[[ Data extract, beginning ]]
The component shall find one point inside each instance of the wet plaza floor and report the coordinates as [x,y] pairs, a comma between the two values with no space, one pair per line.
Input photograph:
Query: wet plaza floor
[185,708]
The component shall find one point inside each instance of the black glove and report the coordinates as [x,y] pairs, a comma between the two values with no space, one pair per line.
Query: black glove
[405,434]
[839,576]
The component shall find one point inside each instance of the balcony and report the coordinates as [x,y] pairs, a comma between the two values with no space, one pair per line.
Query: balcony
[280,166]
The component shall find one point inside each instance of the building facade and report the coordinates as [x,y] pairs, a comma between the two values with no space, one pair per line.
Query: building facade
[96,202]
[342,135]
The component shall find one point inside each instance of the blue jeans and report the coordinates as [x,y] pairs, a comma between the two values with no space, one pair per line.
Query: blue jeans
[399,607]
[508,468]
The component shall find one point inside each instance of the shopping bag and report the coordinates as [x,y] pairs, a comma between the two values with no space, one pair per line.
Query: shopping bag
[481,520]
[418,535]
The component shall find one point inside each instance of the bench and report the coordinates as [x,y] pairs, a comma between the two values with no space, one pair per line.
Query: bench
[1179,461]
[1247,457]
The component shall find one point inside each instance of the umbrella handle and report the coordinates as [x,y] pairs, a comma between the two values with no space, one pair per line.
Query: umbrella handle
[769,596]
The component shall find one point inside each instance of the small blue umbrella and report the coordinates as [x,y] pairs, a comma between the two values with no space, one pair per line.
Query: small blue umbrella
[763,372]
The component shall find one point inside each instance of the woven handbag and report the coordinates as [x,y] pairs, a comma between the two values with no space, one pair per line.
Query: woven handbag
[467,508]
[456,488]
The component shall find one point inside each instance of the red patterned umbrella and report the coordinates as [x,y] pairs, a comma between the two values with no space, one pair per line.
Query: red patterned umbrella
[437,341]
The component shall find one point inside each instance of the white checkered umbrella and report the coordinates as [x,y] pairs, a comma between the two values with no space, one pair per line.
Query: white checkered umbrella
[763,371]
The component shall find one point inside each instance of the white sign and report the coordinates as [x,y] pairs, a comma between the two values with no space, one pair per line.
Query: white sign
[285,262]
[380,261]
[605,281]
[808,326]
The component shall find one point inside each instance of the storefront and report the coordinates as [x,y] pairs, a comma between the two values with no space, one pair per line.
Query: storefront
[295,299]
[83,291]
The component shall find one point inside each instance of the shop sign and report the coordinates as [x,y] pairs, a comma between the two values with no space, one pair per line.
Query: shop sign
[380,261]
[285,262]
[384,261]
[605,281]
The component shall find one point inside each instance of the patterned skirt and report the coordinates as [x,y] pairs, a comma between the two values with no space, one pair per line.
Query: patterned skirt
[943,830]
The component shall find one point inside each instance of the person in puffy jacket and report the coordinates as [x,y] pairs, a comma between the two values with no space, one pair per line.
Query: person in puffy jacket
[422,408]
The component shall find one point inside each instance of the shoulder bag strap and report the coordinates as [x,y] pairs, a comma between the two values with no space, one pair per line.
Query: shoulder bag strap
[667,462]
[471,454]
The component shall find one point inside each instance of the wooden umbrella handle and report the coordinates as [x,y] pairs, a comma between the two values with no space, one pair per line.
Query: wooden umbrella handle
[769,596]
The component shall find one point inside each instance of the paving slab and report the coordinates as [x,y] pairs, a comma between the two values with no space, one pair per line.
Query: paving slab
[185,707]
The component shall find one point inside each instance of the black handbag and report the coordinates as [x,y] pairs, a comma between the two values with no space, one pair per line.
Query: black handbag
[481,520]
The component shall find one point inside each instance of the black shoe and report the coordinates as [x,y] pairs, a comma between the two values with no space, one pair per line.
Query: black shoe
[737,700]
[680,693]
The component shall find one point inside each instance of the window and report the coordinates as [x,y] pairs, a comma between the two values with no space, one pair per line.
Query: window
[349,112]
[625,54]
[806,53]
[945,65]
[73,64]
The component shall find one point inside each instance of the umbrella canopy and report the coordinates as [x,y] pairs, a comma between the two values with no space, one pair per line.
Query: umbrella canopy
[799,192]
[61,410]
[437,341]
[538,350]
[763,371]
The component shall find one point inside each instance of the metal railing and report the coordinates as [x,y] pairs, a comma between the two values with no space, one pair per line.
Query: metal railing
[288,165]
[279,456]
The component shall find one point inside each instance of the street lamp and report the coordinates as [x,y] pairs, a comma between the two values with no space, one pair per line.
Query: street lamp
[[ Data extract, end ]]
#### Work instructions:
For every line in the data above that has the string "street", return that line.

#### Result of the task:
The component shall find one point inside each instance of the street lamp and report the coordinates as [x,y] pairs, a comma between the two values with no space, one pair per line.
Query: street lamp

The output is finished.